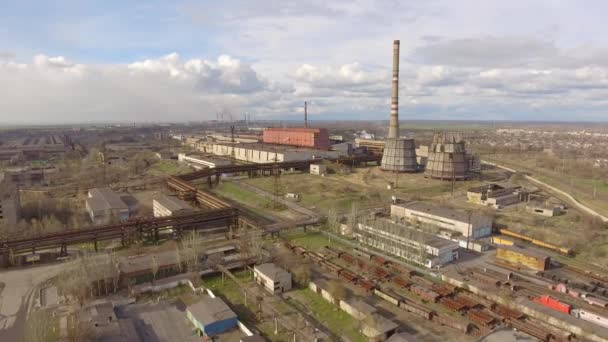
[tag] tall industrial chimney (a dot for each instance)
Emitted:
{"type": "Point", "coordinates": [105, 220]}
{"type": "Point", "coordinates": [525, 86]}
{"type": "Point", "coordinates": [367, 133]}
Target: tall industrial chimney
{"type": "Point", "coordinates": [399, 154]}
{"type": "Point", "coordinates": [393, 126]}
{"type": "Point", "coordinates": [305, 114]}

※

** Stated goal **
Recast the records above as a two-column CSV with the headers "label" and "points". Give one row per record, with its text in one quoted field and its answer in the other, line breaks turned into spaces and the pictures left out.

** Solution below **
label,points
"[tag] tall industrial chimney (a dot for each instance) Emitted: {""type"": ""Point"", ""coordinates"": [105, 220]} {""type"": ""Point"", ""coordinates"": [525, 86]} {""type"": ""Point"", ""coordinates"": [367, 133]} Target: tall industrial chimney","{""type"": ""Point"", ""coordinates"": [399, 154]} {""type"": ""Point"", ""coordinates"": [393, 126]} {""type"": ""Point"", ""coordinates"": [305, 114]}"